## Directions
Transcribe exactly the line containing "# spot one keypoint per instance of the evergreen" and every line after it, through the end of the records below.

(Natural-language object grounding data)
□ □ □ □ □

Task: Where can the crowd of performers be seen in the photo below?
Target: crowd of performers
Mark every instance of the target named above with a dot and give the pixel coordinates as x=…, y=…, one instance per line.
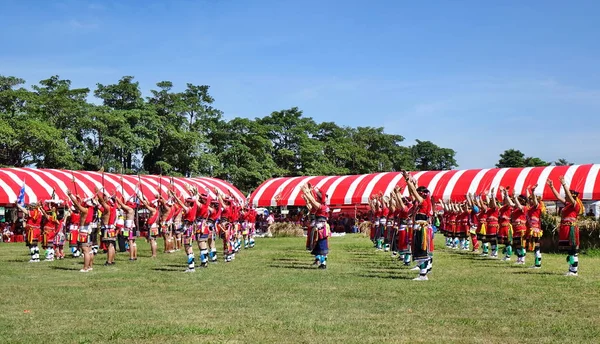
x=404, y=225
x=94, y=223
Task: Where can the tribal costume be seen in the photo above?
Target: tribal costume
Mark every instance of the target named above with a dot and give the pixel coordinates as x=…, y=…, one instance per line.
x=568, y=234
x=505, y=234
x=519, y=228
x=534, y=232
x=33, y=233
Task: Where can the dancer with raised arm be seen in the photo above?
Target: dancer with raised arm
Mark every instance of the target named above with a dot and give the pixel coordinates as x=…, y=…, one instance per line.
x=129, y=230
x=568, y=234
x=422, y=243
x=152, y=223
x=505, y=233
x=86, y=211
x=534, y=215
x=519, y=225
x=321, y=228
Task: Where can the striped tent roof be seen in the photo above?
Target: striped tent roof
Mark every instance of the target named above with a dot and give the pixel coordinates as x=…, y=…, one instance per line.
x=40, y=183
x=452, y=184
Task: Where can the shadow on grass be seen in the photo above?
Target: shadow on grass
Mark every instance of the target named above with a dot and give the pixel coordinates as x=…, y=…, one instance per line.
x=168, y=269
x=292, y=266
x=533, y=273
x=389, y=276
x=65, y=268
x=291, y=260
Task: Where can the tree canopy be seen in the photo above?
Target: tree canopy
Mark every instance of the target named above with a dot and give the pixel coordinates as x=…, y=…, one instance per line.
x=516, y=158
x=181, y=133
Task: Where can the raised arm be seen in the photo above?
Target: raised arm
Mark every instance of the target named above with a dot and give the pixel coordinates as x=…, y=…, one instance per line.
x=556, y=194
x=412, y=188
x=568, y=194
x=517, y=203
x=531, y=193
x=102, y=201
x=76, y=202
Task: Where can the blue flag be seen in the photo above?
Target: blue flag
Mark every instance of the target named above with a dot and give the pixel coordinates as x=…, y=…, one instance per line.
x=21, y=198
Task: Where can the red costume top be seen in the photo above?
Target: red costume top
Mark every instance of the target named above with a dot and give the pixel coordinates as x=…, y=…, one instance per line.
x=49, y=225
x=90, y=216
x=385, y=212
x=425, y=207
x=190, y=216
x=112, y=217
x=322, y=211
x=226, y=212
x=504, y=215
x=481, y=219
x=463, y=221
x=203, y=211
x=74, y=219
x=568, y=216
x=34, y=219
x=492, y=216
x=217, y=213
x=519, y=219
x=533, y=216
x=153, y=219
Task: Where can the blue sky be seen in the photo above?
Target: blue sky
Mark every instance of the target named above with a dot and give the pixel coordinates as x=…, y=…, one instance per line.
x=476, y=76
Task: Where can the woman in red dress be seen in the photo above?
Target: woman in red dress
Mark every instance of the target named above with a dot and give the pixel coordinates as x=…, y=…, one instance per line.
x=568, y=235
x=534, y=230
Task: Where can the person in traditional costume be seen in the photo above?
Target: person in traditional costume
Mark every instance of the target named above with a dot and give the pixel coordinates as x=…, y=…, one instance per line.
x=374, y=220
x=73, y=233
x=48, y=211
x=252, y=226
x=108, y=230
x=189, y=210
x=177, y=223
x=474, y=210
x=214, y=214
x=492, y=223
x=453, y=211
x=166, y=210
x=404, y=207
x=534, y=215
x=463, y=225
x=129, y=228
x=481, y=231
x=568, y=233
x=321, y=231
x=86, y=210
x=152, y=223
x=519, y=225
x=225, y=227
x=33, y=224
x=422, y=243
x=505, y=234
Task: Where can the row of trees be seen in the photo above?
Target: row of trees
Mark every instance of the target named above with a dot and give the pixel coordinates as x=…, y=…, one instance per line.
x=53, y=125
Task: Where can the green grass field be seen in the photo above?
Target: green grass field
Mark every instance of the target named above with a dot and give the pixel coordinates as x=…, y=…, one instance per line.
x=272, y=294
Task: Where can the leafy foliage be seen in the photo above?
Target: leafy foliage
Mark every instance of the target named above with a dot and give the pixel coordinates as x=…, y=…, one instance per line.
x=181, y=133
x=516, y=158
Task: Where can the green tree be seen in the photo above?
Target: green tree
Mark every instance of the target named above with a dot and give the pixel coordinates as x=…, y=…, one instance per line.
x=430, y=157
x=562, y=162
x=13, y=101
x=511, y=158
x=123, y=128
x=56, y=112
x=534, y=162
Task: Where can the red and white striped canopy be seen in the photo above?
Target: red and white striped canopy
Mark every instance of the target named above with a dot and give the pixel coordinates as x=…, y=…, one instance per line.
x=40, y=183
x=453, y=184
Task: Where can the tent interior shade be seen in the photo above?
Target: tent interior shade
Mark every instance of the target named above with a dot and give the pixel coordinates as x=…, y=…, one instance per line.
x=452, y=184
x=41, y=183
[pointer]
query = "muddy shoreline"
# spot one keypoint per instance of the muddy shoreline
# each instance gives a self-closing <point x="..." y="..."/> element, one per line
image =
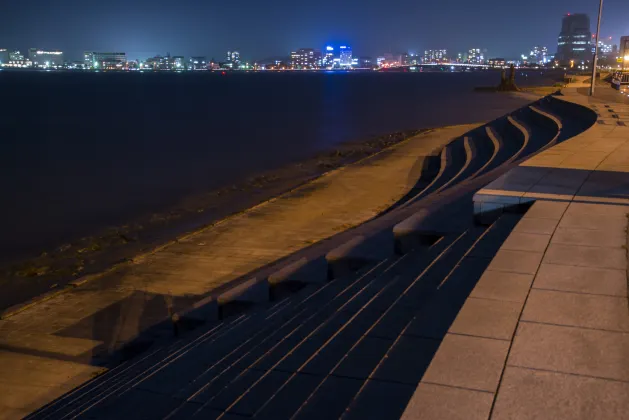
<point x="54" y="269"/>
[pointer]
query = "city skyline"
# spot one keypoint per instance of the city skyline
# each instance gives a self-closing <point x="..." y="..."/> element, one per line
<point x="372" y="29"/>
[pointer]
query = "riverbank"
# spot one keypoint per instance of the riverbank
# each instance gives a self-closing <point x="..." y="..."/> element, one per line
<point x="55" y="268"/>
<point x="69" y="337"/>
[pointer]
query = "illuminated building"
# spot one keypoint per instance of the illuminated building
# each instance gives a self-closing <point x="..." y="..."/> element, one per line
<point x="475" y="56"/>
<point x="604" y="49"/>
<point x="177" y="62"/>
<point x="539" y="55"/>
<point x="496" y="62"/>
<point x="41" y="58"/>
<point x="104" y="60"/>
<point x="624" y="52"/>
<point x="345" y="56"/>
<point x="16" y="56"/>
<point x="233" y="59"/>
<point x="435" y="56"/>
<point x="197" y="63"/>
<point x="305" y="58"/>
<point x="328" y="58"/>
<point x="573" y="43"/>
<point x="365" y="62"/>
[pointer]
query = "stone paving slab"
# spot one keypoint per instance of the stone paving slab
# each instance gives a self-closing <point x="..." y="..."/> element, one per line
<point x="432" y="401"/>
<point x="601" y="354"/>
<point x="578" y="310"/>
<point x="532" y="242"/>
<point x="523" y="262"/>
<point x="589" y="237"/>
<point x="487" y="318"/>
<point x="601" y="281"/>
<point x="537" y="226"/>
<point x="533" y="394"/>
<point x="586" y="256"/>
<point x="468" y="362"/>
<point x="107" y="313"/>
<point x="498" y="285"/>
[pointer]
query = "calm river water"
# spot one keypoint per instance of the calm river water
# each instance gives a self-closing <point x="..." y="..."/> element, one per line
<point x="80" y="151"/>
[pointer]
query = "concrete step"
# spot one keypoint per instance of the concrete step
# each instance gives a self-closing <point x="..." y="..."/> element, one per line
<point x="543" y="131"/>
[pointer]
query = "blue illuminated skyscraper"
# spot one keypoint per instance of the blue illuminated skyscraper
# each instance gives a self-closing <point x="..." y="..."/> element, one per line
<point x="573" y="43"/>
<point x="345" y="56"/>
<point x="328" y="58"/>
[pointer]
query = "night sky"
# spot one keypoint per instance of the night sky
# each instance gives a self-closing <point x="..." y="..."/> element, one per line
<point x="261" y="29"/>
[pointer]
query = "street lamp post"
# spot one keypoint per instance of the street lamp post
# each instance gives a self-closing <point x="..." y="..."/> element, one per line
<point x="598" y="31"/>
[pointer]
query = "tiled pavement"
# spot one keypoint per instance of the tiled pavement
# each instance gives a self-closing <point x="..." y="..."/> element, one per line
<point x="545" y="332"/>
<point x="64" y="337"/>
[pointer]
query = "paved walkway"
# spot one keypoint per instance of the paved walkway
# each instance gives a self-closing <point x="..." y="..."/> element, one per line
<point x="545" y="332"/>
<point x="53" y="346"/>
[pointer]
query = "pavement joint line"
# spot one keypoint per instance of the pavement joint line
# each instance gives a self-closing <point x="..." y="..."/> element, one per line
<point x="574" y="292"/>
<point x="402" y="333"/>
<point x="569" y="373"/>
<point x="526" y="299"/>
<point x="16" y="309"/>
<point x="577" y="327"/>
<point x="455" y="387"/>
<point x="584" y="245"/>
<point x="294" y="373"/>
<point x="478" y="336"/>
<point x="432" y="263"/>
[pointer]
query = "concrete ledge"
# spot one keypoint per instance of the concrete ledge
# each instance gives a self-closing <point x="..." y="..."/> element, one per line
<point x="303" y="270"/>
<point x="409" y="234"/>
<point x="204" y="310"/>
<point x="359" y="251"/>
<point x="251" y="291"/>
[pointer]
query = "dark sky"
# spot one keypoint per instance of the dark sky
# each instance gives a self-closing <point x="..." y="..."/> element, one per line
<point x="260" y="29"/>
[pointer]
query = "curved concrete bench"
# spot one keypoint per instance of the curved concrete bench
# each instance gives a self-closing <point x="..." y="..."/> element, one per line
<point x="358" y="252"/>
<point x="582" y="117"/>
<point x="512" y="139"/>
<point x="543" y="131"/>
<point x="526" y="135"/>
<point x="470" y="154"/>
<point x="303" y="270"/>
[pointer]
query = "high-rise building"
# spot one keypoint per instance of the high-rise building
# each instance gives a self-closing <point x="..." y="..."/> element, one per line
<point x="197" y="63"/>
<point x="365" y="62"/>
<point x="328" y="58"/>
<point x="605" y="47"/>
<point x="573" y="43"/>
<point x="233" y="59"/>
<point x="539" y="55"/>
<point x="345" y="56"/>
<point x="496" y="62"/>
<point x="624" y="52"/>
<point x="42" y="58"/>
<point x="104" y="60"/>
<point x="435" y="56"/>
<point x="16" y="55"/>
<point x="305" y="58"/>
<point x="475" y="56"/>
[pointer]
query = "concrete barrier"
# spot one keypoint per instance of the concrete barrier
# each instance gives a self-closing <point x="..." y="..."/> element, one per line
<point x="205" y="310"/>
<point x="303" y="270"/>
<point x="359" y="251"/>
<point x="251" y="291"/>
<point x="410" y="234"/>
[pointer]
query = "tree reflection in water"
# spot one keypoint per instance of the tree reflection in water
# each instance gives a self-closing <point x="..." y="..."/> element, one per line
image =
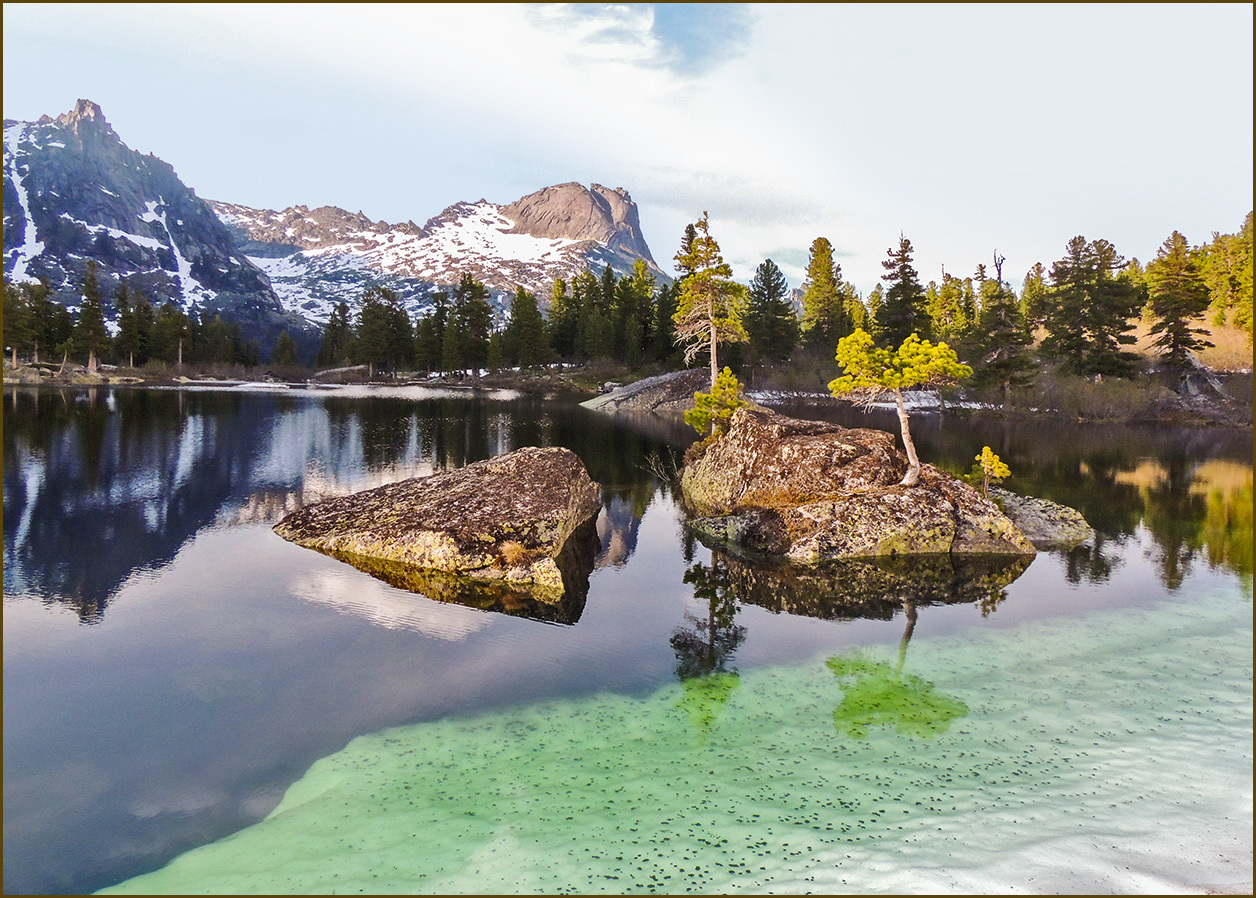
<point x="705" y="646"/>
<point x="876" y="693"/>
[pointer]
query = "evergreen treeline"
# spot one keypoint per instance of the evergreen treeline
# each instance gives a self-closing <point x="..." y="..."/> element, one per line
<point x="622" y="319"/>
<point x="44" y="330"/>
<point x="1083" y="307"/>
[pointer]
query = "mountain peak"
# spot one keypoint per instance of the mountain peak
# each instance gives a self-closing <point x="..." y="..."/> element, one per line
<point x="86" y="117"/>
<point x="577" y="212"/>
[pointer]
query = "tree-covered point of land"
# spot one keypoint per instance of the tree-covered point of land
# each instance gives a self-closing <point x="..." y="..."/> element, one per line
<point x="1178" y="295"/>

□ □ □ □ □

## Result for this exercise
# spot one keypoint per instance of the evergreen treeline
# each instance gives a self-closing <point x="..." y="..."/> element, one per line
<point x="622" y="319"/>
<point x="44" y="330"/>
<point x="1083" y="307"/>
[pointer]
query = "mountain peak"
# spot one keypoint per instance of the mountain peak
# each instance gives a self-closing <point x="..." y="..."/> element, one per line
<point x="86" y="117"/>
<point x="577" y="212"/>
[pointer]
query = "tree-covered point of land"
# spot one keypoint per instance of the tree-covered point of land
# each instance gives a self-closing <point x="..." y="..."/> element, one per line
<point x="1178" y="295"/>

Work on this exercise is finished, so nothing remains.